──────── EXCERTO DA ENTREVISTA ────────

Mísia: "O fado tem sido banalizado, feito espetáculo de variedades"
Naquele tempo, nos anos 90, havia o fado tradicional, cantado com as mesmas premissas, década após década. Cristalizado no tempo. Raras vozes destoavam dessa sina. Então apareceu a Mísia, o Paulo Bragança. Foi a rutura, o conflito. Novos acordes rítmicos, uma explosão no conceito dos poemas que ditavam as letras do fado novo. Para Mísia escreveram Sérgio Godinho, Vitorino, Saramago, Lobo Antunes. Dos poemas mais belos de amor que se escreveram neste país de tantos poetas. Letras de fados. Estava a dar-se uma revolução no mais vincado instrumento cultural do povo português.
E nada mais foi como dantes...
É verdade, nós nunca fomos consensuais. Ao contrário da nova geração, que é consensual.
Uma geração que tem vozes magníficas.
Magníficas!
Mas vão buscar ao passado demasiados referenciais, e ficam-se por essa segurança.
Há excelentes vozes, mesmo as muito jovens, mas o que estão a fazer
não é muito contemporâneo e comporta pouco risco e pouca reflexão. Não é
culpa dessas pessoas. Imagino que devem ser pressionadas para
aproveitarem o facto de o fado estar na moda.
Como foi esse tempo de rutura, no final do século passado?
Queria-se que fosse marcante. Pelo discurso, pela postura social,
pela imagem. E por uma transformação dos parâmetros do fado, com novas
músicas e, pelo que me cabe, com letras que cortavam com o discurso da
tragédia iminente, da marginalidade e da subalternização da mulher.
Sempre cantei a mulher afirmativa.

──────── REGISTOS EM BRUTO ────────

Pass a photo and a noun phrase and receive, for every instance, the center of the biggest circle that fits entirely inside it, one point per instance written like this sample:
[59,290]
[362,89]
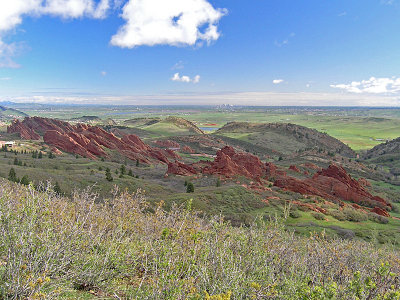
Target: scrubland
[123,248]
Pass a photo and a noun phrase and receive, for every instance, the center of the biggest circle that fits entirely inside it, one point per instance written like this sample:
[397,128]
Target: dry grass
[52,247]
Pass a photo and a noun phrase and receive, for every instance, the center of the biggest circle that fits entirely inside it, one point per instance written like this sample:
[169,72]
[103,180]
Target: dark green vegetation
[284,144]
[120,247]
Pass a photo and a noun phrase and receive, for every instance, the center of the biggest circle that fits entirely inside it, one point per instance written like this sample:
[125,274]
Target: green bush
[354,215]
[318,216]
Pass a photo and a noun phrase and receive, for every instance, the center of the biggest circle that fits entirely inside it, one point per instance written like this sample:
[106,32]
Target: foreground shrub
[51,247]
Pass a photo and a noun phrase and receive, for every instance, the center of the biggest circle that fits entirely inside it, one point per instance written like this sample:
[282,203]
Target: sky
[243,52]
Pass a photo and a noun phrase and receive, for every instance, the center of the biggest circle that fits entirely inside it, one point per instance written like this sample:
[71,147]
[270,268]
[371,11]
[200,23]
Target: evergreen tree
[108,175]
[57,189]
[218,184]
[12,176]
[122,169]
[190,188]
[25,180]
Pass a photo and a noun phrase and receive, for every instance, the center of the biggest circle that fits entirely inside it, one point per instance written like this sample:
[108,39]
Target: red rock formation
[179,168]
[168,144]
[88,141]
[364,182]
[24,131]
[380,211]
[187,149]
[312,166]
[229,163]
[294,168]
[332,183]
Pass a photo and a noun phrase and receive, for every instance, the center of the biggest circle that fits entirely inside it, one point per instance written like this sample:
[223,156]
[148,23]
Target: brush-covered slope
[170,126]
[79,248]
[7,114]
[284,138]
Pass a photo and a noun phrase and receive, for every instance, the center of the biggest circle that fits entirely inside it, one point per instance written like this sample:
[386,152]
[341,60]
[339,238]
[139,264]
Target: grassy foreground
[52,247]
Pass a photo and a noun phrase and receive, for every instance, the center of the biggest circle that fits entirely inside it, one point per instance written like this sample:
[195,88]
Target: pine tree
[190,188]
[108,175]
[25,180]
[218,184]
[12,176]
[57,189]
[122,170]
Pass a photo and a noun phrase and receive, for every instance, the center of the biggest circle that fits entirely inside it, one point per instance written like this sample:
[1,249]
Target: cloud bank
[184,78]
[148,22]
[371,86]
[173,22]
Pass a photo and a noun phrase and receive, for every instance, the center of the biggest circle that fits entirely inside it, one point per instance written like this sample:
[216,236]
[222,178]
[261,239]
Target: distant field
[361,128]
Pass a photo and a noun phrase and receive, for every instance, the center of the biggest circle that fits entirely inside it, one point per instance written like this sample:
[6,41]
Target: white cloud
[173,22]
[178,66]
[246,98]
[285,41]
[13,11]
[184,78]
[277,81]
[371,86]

────────
──────── REGISTOS EM BRUTO ────────

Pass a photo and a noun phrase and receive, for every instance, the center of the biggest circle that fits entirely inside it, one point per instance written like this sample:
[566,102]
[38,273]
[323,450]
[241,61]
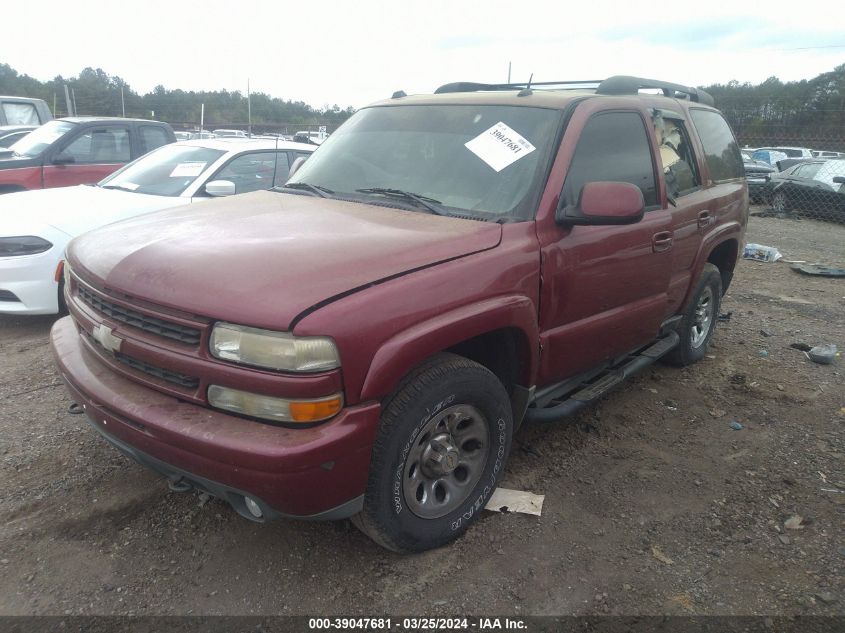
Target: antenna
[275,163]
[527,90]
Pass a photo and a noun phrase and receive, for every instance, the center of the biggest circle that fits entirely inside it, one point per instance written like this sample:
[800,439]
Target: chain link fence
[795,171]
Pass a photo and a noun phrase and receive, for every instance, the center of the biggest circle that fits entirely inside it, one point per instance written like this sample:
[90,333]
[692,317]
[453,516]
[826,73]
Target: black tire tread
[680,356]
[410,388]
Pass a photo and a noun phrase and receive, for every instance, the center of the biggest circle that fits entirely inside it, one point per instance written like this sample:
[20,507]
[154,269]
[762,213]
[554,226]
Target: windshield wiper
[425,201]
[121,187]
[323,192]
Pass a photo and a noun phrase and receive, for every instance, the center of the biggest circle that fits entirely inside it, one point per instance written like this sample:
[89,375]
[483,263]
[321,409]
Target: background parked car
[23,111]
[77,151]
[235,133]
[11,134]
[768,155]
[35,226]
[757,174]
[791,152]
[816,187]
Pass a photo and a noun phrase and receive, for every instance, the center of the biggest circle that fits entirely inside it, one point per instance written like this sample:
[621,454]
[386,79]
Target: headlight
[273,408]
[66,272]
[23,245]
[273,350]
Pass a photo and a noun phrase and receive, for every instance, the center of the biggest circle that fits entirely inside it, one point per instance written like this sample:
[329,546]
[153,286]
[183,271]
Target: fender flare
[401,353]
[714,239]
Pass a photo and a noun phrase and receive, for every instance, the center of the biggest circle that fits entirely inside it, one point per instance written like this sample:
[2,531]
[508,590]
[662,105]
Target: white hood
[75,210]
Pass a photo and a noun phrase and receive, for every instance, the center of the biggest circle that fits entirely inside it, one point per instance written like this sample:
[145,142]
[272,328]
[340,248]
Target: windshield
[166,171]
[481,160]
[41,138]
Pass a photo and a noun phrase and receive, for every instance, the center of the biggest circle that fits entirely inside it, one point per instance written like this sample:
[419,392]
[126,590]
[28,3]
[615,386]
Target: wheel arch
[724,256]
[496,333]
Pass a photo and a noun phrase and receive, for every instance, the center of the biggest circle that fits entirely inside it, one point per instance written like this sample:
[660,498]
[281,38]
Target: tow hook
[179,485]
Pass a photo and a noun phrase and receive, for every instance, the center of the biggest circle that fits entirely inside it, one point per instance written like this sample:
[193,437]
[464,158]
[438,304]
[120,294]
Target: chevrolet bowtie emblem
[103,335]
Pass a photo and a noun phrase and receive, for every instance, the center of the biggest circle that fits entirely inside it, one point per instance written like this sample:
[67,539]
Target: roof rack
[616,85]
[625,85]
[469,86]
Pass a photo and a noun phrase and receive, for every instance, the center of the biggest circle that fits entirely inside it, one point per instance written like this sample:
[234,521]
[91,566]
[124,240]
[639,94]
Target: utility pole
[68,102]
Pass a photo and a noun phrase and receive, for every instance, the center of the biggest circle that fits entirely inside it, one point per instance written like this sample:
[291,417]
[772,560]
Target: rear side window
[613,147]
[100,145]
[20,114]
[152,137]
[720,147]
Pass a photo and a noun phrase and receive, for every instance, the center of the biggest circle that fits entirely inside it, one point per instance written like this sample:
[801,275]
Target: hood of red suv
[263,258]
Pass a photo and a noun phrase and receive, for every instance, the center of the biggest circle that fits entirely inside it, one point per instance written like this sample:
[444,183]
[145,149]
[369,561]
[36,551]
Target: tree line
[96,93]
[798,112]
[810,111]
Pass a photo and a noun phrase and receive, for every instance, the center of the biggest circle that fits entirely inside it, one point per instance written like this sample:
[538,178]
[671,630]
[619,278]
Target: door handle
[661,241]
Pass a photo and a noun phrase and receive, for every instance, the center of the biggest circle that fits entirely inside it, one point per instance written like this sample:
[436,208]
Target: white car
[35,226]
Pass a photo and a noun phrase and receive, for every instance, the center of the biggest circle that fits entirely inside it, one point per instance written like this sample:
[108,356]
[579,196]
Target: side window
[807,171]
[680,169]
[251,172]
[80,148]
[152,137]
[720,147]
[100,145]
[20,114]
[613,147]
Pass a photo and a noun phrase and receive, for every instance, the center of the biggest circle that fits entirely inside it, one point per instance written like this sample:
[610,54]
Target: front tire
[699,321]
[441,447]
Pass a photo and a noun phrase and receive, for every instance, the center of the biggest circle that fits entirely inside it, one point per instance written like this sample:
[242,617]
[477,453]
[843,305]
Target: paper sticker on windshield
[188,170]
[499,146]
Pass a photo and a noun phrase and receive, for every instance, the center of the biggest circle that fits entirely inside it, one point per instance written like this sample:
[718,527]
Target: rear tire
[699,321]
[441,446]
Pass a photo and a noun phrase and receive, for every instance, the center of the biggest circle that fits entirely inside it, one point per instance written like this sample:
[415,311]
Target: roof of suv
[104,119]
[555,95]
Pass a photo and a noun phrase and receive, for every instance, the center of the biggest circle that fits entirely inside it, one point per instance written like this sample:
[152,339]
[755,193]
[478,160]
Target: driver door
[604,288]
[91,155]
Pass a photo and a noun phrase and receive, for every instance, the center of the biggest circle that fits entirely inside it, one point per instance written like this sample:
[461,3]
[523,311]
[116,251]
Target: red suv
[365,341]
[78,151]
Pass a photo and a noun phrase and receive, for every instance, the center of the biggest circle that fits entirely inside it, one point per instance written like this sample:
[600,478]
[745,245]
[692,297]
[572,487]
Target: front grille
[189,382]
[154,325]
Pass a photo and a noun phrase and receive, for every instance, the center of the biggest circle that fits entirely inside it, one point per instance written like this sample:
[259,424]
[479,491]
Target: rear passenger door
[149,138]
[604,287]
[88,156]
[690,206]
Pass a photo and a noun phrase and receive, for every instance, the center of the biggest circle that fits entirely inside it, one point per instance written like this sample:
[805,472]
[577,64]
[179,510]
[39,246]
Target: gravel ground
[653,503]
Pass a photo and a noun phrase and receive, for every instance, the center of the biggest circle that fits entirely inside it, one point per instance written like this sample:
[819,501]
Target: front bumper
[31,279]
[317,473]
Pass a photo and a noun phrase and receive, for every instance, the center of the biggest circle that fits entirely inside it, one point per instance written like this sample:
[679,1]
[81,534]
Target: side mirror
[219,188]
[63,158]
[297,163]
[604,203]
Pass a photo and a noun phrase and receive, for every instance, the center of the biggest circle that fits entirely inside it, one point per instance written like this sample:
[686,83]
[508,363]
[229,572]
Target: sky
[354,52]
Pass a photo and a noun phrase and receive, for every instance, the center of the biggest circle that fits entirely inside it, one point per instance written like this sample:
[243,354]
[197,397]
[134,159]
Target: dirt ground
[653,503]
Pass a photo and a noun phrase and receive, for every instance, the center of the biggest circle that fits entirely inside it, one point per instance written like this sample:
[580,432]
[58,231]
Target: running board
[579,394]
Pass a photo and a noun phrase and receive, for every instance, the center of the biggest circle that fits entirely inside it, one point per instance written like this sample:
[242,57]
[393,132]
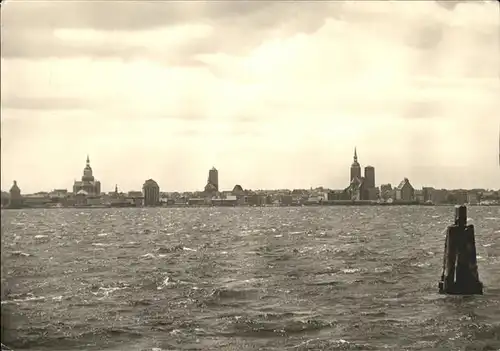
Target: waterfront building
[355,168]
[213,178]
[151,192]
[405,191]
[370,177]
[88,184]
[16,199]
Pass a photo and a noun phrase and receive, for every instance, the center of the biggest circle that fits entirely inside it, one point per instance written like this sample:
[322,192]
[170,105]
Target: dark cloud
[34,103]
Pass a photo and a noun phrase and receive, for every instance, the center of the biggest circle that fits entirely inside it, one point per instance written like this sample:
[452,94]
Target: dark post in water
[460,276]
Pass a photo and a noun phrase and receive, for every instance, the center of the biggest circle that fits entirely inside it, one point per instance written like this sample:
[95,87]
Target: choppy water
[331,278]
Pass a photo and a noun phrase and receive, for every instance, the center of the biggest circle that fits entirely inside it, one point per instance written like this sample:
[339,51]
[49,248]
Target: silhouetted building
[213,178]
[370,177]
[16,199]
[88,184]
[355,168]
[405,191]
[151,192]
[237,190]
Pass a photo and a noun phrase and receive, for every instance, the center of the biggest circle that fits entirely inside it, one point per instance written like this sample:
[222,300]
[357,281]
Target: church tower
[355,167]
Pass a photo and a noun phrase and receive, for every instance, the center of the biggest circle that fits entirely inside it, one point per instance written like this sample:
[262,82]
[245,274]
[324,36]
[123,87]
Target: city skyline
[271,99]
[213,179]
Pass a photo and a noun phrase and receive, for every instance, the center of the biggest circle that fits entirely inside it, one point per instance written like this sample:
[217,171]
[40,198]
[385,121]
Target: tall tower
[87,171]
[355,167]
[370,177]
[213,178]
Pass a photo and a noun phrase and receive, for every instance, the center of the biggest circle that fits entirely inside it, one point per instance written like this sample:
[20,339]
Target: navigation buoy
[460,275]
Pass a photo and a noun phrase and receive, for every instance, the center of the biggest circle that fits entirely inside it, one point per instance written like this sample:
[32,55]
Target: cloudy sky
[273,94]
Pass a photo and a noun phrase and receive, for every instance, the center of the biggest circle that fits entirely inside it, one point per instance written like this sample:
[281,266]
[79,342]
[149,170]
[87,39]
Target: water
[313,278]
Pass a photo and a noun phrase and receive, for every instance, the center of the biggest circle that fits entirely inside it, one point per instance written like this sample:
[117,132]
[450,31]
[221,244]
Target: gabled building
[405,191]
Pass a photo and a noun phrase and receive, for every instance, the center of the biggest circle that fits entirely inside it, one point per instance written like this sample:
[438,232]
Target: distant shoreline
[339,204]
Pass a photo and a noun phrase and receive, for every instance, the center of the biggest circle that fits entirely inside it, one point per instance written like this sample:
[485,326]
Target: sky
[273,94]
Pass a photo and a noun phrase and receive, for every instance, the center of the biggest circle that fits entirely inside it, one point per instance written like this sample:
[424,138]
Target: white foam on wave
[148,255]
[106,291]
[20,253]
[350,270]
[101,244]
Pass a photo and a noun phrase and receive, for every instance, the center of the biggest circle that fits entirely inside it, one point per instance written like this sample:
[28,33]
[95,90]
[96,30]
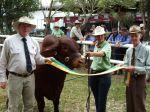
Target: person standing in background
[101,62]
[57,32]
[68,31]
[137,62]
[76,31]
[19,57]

────────
──────── REGISTOS EM BRUTO ────────

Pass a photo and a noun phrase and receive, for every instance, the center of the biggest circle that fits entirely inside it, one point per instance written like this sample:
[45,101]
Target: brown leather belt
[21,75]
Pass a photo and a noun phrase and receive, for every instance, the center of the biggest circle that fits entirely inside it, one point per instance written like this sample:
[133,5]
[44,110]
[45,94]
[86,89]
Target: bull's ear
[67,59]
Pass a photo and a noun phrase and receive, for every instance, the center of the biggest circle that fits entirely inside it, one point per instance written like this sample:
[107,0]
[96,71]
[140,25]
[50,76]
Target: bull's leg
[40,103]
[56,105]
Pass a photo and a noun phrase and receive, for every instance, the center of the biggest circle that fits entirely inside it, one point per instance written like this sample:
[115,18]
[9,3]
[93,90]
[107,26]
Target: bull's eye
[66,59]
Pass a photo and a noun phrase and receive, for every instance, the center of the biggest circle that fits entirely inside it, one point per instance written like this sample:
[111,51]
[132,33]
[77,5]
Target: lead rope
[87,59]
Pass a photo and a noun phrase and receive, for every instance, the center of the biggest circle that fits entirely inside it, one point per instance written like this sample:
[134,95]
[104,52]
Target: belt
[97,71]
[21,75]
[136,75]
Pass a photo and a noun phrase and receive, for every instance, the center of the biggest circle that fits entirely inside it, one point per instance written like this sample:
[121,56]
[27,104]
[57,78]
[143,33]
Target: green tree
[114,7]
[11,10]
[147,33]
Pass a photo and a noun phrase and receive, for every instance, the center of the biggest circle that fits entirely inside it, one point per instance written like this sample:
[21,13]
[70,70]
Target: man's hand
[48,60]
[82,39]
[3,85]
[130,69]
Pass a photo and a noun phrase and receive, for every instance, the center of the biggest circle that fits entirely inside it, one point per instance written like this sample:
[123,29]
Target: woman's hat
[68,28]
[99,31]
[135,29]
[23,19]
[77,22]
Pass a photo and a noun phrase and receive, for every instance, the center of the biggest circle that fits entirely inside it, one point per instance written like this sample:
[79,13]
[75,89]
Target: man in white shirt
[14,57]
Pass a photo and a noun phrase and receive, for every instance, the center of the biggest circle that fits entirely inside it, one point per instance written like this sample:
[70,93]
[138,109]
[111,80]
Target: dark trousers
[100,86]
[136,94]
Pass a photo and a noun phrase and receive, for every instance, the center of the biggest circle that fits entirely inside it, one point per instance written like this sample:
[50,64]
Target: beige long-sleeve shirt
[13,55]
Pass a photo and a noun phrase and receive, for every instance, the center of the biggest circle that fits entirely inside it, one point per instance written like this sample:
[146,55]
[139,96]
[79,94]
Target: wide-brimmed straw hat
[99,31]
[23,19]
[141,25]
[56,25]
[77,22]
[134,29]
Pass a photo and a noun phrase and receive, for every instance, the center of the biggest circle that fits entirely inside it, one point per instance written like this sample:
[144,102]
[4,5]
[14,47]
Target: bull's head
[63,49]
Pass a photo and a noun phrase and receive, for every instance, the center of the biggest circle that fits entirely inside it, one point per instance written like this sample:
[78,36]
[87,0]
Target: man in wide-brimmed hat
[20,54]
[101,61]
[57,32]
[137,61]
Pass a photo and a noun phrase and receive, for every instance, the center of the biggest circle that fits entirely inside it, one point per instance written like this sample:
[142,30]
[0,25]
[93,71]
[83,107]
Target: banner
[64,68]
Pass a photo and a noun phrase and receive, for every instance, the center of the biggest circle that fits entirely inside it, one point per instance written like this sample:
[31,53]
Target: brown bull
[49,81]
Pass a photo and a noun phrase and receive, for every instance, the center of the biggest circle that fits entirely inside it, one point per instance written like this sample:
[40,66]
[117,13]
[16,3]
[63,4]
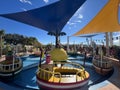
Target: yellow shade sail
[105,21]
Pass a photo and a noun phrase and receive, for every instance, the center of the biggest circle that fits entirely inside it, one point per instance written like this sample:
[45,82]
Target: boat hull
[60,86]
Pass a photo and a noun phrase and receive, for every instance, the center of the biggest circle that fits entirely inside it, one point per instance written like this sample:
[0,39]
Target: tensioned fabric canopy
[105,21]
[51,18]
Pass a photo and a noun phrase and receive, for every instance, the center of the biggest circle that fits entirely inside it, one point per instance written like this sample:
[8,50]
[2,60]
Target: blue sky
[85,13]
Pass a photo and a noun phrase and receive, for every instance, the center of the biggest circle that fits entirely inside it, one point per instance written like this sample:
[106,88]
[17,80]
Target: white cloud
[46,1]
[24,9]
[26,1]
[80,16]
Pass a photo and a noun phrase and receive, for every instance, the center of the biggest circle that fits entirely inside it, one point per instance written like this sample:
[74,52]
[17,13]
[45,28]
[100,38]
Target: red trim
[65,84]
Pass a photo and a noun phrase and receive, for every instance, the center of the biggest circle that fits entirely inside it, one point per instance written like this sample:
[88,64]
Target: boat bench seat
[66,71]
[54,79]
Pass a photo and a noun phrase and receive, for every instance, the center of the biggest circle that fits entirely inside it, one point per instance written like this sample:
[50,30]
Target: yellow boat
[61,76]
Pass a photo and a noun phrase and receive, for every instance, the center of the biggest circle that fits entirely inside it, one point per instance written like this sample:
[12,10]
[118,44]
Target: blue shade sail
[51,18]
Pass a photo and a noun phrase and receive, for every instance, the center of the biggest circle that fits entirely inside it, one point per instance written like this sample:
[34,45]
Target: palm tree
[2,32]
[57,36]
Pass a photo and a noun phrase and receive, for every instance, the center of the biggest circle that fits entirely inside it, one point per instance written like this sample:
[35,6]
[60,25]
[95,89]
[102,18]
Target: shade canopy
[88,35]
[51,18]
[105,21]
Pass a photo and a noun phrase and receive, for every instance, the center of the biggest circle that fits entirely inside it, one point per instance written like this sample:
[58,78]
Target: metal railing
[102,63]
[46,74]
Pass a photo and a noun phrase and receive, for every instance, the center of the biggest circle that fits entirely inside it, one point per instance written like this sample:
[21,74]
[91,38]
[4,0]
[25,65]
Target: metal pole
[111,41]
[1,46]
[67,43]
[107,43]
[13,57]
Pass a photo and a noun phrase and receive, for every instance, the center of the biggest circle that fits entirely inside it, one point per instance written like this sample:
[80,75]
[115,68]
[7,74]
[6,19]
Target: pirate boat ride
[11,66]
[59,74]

────────

O QUE FAZER ::
a: Devolve todas as linhas dos registos que contenham a sequência "brimmed".
b: Continua a entrevista a Mísia sobre o fado a partir do ponto em que termina.
A entrevista e os registos vêm de fontes diferentes.

RESPOSTAS POR ORDEM ::
a:
Target: wide-brimmed straw hat
Target: man in wide-brimmed hat

b:
Interrompia-se o percurso fadista em que dor, "destino", tragédia eram marcos. Tinham acabado as desgraçadinhas?
Infelizmente não deixaram de existir na sociedade, basta olhar para
os índices da violência familiar. Mas sempre tive o cuidado, para estar
de acordo comigo, em não utilizar a imagem da mulher maltratada e
infeliz, ou de um Portugal miserabilista. O mais subversivo estava na
escolha dos poemas. Talvez as pessoas não reparassem, estavam sempre à
volta da minha franja e da minha minissaia, e era difícil tirá-las dali,
da minha imagem. Cantei em 1993 o primeiro poema que o Jorge Palma fez
para o fado, onde eu dizia "hás de ser meu algum dia". Era eu, a mulher,
a escolher, a mulher "predadora". Lembro também o fado "Ciúmes de um
Coração Operário", fados com títulos desusados. Na altura houve um
choque. Se me tivesse apercebido disso antecipadamente talvez não o
tivesse feito. Foi natural, era a minha personalidade. Avancei com
respeito pelos outros mas sem medo, sem pedir licença aos opinadores do
fado, às "forças" fadistas.
Há tantas forças ocultas no meio?
O público não sabe, mas há lóbis, há pater famílias, poderes
instituídos. E eu avancei só, não por falta de respeito mas por uma
questão de sobrevivência, por precisar de trabalhar. Avancei com o que
sabia e com aquilo em que acreditava.
Marcou com essa atitude.
Sim. Mas não era nada desrespeitosa, friso. Era a atitude de alguém
que sabia porque é que estava a agir assim. Hoje acontece, e não só com a
nova geração, que as fadistas cantam o que é aconselhado pelo produtor,
pelo guitarrista, pelo manager. Outra coisa que chocou, e que
não percebi na altura, é que eu não tinha um homem ao meu lado. Quase
todas as fadistas tiveram o carimbo de aprovação de um nome maior, ou
foram ajudadas por várias pessoas. Era fácil perceber que tudo era
decidido por mim, do que cantava até ao grafismo do disco. Foi uma das
coisas que criou muitos anticorpos no mundo do fado.
E há os poemas. Por exemplo, "Liberdades Poéticas",
do Sérgio Godinho, em que se diz "Meu amor deixou-me um dia/ Pus a mão
na laje fria/ Dei-o assim por enterrado". É fado puro, há dor, perda. E
há uma postura nova de quem recusa ser esmagada pelo destino.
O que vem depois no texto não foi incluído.